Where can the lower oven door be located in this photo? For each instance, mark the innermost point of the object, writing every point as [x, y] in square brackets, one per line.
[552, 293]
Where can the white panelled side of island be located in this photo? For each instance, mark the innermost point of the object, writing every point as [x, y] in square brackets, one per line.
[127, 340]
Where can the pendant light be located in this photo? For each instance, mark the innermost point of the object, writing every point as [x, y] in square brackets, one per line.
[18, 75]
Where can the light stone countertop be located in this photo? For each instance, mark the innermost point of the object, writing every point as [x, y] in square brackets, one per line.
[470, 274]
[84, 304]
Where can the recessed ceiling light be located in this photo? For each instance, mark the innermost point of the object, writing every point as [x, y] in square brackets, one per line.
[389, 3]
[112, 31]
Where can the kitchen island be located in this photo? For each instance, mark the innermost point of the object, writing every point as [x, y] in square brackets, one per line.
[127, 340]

........

■ AIM OF THE TASK:
Would you transcribe the listing word for word?

■ RESULT:
Where can the lower oven door be located in this photo? For each instance, mark the innermost point of the object, writing every point as [x, y] in square brackets, one per line.
[552, 293]
Where can the white panelled side of island be located in this photo? For each instance, mark the innermost point of the object, writing every point as [x, y] in square brackets, one per line.
[127, 340]
Where can the pendant light be located in this photo? For each instance, mark the innermost point of the object, writing every point as [x, y] in square brackets, one per line.
[18, 75]
Where can the light stone countertop be located in this photo? For each instance, mark the innermost point of the object, writing every point as [x, y] in square brackets, one per line.
[470, 274]
[84, 304]
Where can the recessed ceiling light be located in this photo? For each instance, mark the innermost point of the object, writing every point as [x, y] in square brackets, one per line.
[389, 3]
[112, 31]
Where can the kitchen island be located in this photo? For each instance, mark the innermost point of the object, writing every point as [x, y] in square brackets, one per line.
[127, 340]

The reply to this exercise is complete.